WHAT THE TASK ASKS:
Rewrite the material, starting at the line that has "Task: identify the motorcycle in" and stopping after the line that has "<point>750,36</point>". Keep the requests unchanged, and scale every coordinate in the answers by 0.85, rounding to whole numbers with halves rounded up. Leave the sample points inside the requests as they are.

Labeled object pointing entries
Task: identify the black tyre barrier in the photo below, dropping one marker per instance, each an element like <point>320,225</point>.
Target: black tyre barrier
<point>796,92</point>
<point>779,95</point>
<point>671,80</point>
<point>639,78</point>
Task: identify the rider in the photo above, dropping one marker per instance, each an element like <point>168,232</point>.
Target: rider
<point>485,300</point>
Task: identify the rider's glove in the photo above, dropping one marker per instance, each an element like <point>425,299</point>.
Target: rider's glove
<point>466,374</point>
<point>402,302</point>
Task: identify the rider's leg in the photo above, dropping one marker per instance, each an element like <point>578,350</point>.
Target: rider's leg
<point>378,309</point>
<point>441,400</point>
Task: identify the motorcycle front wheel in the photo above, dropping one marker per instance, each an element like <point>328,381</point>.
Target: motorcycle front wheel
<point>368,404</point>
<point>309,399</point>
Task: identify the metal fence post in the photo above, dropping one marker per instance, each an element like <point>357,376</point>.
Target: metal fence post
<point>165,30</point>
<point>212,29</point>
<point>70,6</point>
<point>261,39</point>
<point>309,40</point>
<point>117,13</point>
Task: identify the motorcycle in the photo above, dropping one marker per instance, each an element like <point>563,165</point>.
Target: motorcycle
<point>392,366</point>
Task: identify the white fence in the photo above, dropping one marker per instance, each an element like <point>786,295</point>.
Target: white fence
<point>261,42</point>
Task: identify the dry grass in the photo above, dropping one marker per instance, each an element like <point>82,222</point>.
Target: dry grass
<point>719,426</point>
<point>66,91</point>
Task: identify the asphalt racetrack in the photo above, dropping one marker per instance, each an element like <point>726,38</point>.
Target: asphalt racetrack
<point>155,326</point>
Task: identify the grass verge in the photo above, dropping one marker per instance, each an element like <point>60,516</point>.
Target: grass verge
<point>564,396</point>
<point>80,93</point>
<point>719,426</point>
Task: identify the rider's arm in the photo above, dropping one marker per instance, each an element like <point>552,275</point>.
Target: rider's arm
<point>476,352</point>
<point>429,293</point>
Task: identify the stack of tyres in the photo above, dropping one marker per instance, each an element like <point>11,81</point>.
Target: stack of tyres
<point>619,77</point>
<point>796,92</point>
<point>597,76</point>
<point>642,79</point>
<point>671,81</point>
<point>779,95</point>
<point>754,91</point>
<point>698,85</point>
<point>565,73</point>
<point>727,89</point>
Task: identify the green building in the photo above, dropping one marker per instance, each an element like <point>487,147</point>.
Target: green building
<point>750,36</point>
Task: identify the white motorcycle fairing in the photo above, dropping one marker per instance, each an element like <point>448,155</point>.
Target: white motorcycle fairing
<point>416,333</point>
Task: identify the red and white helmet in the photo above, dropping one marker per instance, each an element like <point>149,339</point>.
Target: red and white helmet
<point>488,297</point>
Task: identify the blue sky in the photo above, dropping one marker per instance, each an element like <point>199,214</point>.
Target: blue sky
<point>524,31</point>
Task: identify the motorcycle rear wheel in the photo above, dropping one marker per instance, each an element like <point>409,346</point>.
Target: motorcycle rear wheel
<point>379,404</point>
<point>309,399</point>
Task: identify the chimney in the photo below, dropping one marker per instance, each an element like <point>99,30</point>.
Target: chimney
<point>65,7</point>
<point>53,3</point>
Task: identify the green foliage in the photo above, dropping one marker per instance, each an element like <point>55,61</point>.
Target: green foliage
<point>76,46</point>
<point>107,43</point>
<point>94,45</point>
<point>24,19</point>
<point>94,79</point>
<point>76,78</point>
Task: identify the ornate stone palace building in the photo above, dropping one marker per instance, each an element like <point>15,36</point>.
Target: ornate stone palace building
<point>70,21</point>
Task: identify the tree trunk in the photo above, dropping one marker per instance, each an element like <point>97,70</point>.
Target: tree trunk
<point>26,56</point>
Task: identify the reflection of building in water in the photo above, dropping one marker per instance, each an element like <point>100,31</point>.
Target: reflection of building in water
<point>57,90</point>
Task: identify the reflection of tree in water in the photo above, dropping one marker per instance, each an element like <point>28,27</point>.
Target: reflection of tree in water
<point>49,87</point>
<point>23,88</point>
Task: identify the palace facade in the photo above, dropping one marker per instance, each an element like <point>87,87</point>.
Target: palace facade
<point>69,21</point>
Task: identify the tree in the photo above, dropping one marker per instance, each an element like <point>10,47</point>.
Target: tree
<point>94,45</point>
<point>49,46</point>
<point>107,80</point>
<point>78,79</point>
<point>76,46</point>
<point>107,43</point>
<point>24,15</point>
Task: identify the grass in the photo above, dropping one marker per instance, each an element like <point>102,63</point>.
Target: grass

ANSWER FOR THE TASK:
Task: identify the motorcycle in the photo above, dropping one marker per instance, each an element like <point>563,165</point>.
Target: motorcycle
<point>333,311</point>
Task: identify the white fence in the photo above, dropping one marker per instance, each an element like <point>786,295</point>.
Target: white fence
<point>222,36</point>
Task: identify the dry grass in the photo above, dropping one marker per instance, each an element like <point>82,222</point>.
Target: dry grass
<point>611,362</point>
<point>56,77</point>
Task: identify the asphalt racetrack in the photo above, dropping one marker per instance, each an element like <point>726,38</point>.
Target: asphalt racetrack
<point>132,277</point>
Task: identify the grass verge in the photo above, dropping one marker per instance, each an element like <point>60,516</point>.
Target: grass verge
<point>479,337</point>
<point>68,79</point>
<point>611,362</point>
Task: identify the rider's arm in the photo above, dropping one marker per instance, each an element like <point>552,275</point>.
Target: rider's arm
<point>405,299</point>
<point>365,249</point>
Task: identify the stack of tyres in the photo above, dropping one marker per instance, each an element like <point>11,81</point>.
Target: stack of tyres
<point>526,65</point>
<point>677,78</point>
<point>507,65</point>
<point>546,67</point>
<point>570,69</point>
<point>662,81</point>
<point>641,77</point>
<point>593,72</point>
<point>480,62</point>
<point>618,76</point>
Task: identify the green building in the photo above, dropping one marker per instance, each an element like <point>487,147</point>.
Target: green building
<point>638,31</point>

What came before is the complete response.